Work instructions: Print exactly, and only, the lines running from the line containing "of the black" through the end of the records below.

Data provided:
'''
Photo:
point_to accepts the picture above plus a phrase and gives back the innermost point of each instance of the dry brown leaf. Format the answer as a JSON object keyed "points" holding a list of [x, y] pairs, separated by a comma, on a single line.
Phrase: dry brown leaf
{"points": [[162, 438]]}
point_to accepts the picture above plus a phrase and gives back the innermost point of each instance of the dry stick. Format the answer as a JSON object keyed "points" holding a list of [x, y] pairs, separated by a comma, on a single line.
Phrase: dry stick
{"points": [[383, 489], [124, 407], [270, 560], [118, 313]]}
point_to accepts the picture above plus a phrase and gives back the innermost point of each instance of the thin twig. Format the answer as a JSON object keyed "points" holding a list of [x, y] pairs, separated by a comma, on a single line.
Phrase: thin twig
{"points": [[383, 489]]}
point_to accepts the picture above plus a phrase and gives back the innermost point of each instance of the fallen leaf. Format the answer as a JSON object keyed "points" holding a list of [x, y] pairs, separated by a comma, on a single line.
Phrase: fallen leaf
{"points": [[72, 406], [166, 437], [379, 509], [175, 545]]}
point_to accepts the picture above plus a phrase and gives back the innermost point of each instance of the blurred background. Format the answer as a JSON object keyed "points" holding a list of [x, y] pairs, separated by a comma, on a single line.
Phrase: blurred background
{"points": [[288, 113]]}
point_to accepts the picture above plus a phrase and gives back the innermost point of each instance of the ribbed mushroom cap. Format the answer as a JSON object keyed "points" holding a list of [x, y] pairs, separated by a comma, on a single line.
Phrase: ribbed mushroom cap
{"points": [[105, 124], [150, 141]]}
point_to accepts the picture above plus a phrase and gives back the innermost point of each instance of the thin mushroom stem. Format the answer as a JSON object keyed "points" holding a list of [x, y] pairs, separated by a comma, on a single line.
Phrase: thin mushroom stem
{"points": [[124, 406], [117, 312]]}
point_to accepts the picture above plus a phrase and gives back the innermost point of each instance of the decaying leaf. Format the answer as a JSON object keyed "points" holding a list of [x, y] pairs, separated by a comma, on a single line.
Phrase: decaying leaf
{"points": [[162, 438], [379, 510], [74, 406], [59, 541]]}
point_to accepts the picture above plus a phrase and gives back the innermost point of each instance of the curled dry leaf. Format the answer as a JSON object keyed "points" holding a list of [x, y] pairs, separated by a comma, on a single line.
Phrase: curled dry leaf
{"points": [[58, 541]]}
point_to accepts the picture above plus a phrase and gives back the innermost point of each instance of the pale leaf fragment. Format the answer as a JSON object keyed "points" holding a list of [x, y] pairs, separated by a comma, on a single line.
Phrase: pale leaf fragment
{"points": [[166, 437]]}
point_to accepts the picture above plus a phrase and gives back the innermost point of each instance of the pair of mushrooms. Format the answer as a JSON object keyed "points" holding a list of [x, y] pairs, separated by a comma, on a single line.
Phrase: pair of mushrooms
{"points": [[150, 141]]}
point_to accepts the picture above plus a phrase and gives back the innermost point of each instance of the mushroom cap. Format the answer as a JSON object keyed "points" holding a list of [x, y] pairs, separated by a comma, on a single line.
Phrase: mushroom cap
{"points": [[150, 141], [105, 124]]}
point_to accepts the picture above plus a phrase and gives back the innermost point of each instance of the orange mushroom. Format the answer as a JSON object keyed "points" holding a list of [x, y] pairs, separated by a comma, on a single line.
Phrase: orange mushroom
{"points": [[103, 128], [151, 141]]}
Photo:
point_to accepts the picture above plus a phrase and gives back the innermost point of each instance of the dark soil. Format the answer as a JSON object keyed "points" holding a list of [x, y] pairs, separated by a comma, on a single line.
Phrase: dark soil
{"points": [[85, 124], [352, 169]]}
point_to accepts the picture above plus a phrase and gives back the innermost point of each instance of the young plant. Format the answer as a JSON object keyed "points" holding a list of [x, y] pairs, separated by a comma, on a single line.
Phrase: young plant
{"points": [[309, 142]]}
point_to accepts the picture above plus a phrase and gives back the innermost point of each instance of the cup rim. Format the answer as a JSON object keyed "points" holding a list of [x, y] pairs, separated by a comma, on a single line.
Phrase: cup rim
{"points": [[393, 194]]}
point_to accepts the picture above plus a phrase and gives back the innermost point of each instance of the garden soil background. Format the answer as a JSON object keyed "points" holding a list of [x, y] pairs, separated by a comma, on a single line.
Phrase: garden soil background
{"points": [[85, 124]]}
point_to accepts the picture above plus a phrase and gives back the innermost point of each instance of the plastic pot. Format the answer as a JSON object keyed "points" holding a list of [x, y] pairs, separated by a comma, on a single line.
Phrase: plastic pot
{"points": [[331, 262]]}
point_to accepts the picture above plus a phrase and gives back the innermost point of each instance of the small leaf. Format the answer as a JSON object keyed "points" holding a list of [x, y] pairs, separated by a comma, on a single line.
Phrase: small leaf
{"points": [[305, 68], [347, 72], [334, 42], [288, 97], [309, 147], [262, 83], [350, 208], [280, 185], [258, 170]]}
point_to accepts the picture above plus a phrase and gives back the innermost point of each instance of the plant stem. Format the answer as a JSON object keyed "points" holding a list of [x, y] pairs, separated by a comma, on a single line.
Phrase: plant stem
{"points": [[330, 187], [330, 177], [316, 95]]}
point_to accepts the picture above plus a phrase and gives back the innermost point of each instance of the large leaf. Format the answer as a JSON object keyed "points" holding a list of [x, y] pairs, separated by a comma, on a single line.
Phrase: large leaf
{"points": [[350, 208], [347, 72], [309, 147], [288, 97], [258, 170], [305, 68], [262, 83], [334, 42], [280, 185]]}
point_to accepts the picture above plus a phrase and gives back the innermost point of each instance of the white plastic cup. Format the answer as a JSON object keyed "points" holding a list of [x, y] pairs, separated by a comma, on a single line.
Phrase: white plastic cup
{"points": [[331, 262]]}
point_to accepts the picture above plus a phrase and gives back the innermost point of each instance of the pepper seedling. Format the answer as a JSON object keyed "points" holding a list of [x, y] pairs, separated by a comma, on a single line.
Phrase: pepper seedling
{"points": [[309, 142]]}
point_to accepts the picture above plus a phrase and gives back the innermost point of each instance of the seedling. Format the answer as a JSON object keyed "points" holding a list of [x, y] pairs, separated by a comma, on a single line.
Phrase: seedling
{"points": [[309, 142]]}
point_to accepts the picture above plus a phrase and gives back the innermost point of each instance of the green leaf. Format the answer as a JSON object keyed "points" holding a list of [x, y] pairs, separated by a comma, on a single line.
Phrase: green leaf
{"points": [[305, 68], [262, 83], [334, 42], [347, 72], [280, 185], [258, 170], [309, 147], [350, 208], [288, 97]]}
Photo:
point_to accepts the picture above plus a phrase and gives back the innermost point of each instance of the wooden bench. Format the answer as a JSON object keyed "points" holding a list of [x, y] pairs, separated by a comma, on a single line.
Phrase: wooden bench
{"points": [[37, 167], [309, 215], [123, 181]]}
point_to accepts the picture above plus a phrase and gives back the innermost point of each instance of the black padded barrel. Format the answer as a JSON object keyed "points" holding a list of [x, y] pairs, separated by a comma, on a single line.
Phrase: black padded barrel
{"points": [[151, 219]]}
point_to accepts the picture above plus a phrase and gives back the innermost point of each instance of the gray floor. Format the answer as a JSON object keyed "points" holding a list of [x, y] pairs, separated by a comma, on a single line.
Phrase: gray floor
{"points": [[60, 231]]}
'''
Exercise answer:
point_to accepts the picture above plus a phrase and gives back the innermost point of each instance of the black padded barrel. Format the answer as a JSON object keyed "points" holding a list of [x, y] pairs, separated by a comma, on a single line.
Phrase: black padded barrel
{"points": [[151, 219]]}
point_to accepts the picture above plus a phrase and gives back the innermost point of each instance of the gray floor. Format the answer as a JSON object keyed "points" holding a list of [x, y] pairs, separated by a comma, on a single line.
Phrase: gray floor
{"points": [[60, 231]]}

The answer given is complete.